* **Stored rows**
begin

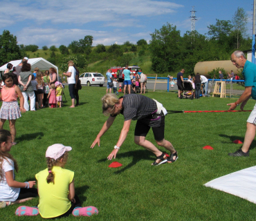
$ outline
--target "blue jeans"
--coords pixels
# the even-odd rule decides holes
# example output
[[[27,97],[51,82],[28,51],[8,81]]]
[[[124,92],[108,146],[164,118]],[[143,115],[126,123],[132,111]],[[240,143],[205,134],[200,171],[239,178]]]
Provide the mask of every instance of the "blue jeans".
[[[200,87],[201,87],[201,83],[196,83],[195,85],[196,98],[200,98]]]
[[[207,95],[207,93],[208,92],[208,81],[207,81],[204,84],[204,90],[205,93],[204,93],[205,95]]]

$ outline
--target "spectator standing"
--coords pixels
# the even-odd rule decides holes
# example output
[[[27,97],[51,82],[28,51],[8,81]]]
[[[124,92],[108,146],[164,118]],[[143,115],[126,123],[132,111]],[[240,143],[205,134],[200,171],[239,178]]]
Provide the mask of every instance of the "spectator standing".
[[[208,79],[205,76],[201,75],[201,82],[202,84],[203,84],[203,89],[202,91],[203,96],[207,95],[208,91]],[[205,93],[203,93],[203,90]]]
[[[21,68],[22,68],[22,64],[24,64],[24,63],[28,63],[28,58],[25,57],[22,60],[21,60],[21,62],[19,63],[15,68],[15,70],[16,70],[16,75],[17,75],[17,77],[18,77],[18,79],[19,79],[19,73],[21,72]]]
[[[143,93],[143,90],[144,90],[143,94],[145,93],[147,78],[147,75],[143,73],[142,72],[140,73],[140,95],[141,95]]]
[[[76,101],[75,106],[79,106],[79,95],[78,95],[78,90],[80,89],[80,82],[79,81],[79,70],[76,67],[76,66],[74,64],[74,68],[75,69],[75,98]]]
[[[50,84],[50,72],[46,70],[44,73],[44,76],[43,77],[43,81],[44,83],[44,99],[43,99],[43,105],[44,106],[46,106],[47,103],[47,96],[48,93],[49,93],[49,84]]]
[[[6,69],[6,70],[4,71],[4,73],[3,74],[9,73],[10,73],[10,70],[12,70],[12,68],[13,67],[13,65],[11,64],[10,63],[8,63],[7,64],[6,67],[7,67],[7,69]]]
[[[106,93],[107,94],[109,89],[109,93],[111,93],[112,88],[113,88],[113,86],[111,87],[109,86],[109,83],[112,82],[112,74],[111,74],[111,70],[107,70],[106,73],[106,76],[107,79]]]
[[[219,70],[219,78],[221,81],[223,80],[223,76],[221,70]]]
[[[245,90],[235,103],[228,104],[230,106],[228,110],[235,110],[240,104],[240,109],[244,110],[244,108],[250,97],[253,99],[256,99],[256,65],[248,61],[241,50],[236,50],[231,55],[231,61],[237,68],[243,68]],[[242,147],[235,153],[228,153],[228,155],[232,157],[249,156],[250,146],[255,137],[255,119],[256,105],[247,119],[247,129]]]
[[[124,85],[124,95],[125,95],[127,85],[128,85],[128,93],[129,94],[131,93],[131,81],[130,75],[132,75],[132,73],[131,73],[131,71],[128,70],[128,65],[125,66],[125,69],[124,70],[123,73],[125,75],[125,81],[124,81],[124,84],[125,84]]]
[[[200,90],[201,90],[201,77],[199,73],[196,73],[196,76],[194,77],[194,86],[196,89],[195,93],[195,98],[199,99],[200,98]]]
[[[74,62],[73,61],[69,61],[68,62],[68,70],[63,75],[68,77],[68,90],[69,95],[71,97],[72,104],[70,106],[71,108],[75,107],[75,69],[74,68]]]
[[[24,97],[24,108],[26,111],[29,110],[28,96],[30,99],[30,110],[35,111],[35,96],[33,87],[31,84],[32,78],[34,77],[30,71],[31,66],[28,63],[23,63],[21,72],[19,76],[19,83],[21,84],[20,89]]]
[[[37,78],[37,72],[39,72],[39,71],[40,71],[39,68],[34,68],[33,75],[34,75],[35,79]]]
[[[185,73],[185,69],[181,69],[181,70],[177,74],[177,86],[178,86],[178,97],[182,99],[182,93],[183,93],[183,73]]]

end

* **Requirements**
Repeat everything in the records precisely. Images are excluded from the copy.

* **Solution**
$ outline
--target "blue jeans"
--coords pixels
# the even-odd rule decides holes
# example output
[[[27,97],[51,82],[28,51],[8,81]]]
[[[124,92],[108,146],[164,118]],[[143,115],[126,123],[132,111]],[[240,143],[205,134],[200,171],[239,178]]]
Provide the mask of every instance of the "blue jeans".
[[[200,87],[201,87],[201,83],[196,83],[195,85],[196,98],[200,98]]]
[[[207,95],[207,93],[208,92],[208,81],[207,81],[204,84],[204,90],[205,93],[204,93],[205,95]]]

$ outline
--target "spectator standing"
--coords pixels
# the even-odd rule decides holes
# example output
[[[27,97],[51,82],[28,51],[8,81]]]
[[[124,92],[108,146],[164,118]],[[143,115],[126,123],[132,111]],[[240,143],[205,134],[200,171],[239,178]]]
Provide the mask of every instance of the "spectator standing".
[[[208,79],[205,76],[201,75],[201,82],[202,84],[203,84],[203,89],[202,91],[203,96],[207,95],[208,91]],[[205,93],[203,93],[203,90]]]
[[[21,68],[22,68],[22,64],[24,64],[24,63],[28,63],[28,58],[25,57],[22,60],[21,60],[21,62],[19,63],[15,68],[15,70],[16,70],[16,75],[17,75],[17,77],[18,77],[18,79],[19,79],[19,73],[21,72]]]
[[[143,93],[143,90],[144,90],[143,94],[145,93],[147,78],[147,75],[143,73],[142,72],[140,73],[140,95],[141,95]]]
[[[76,101],[75,106],[79,106],[79,95],[78,95],[78,90],[80,89],[80,82],[79,81],[79,70],[76,67],[76,66],[74,64],[74,68],[75,69],[75,98]]]
[[[50,84],[50,72],[46,70],[44,73],[44,76],[43,77],[43,81],[44,83],[44,99],[43,99],[43,105],[44,106],[46,106],[47,103],[47,96],[48,93],[49,93],[49,84]]]
[[[6,69],[6,70],[4,71],[4,73],[3,74],[9,73],[10,73],[10,70],[12,70],[12,68],[13,67],[13,65],[11,64],[10,63],[8,63],[7,64],[6,67],[7,67],[7,69]]]
[[[106,93],[107,94],[109,89],[109,93],[111,93],[112,88],[113,88],[113,86],[111,87],[109,86],[109,83],[112,82],[112,74],[111,74],[111,70],[107,70],[106,73],[106,76],[107,79]]]
[[[219,70],[219,78],[221,81],[223,80],[223,76],[221,70]]]
[[[245,90],[235,103],[228,104],[230,106],[228,110],[235,110],[240,104],[240,109],[244,110],[244,108],[250,97],[253,99],[256,99],[256,65],[248,61],[241,50],[236,50],[231,55],[231,61],[237,68],[243,68]],[[242,147],[235,153],[228,153],[228,155],[232,157],[249,156],[250,146],[255,137],[255,119],[256,105],[247,119],[247,129]]]
[[[124,85],[124,95],[125,95],[127,85],[128,85],[128,93],[129,94],[131,93],[131,81],[130,75],[132,75],[132,73],[131,73],[131,71],[128,70],[128,65],[125,66],[125,69],[124,70],[123,73],[125,75],[125,81],[124,81],[124,84],[125,84]]]
[[[200,90],[201,90],[201,77],[199,73],[196,73],[196,76],[194,77],[194,86],[196,89],[195,93],[195,98],[199,99],[200,98]]]
[[[74,62],[73,61],[69,61],[68,62],[68,70],[63,75],[68,77],[68,90],[69,95],[71,97],[72,104],[70,106],[71,108],[75,107],[75,69],[74,68]]]
[[[24,97],[24,108],[26,111],[29,110],[28,96],[30,99],[30,110],[35,111],[35,96],[33,87],[31,84],[32,78],[34,77],[30,71],[31,66],[28,63],[23,63],[21,72],[19,76],[19,83],[21,84],[20,89]]]
[[[37,78],[37,72],[39,72],[39,71],[40,71],[39,68],[34,68],[33,75],[34,75],[35,79]]]
[[[185,73],[185,69],[181,69],[181,70],[177,74],[177,86],[178,86],[178,97],[182,99],[182,93],[183,93],[183,73]]]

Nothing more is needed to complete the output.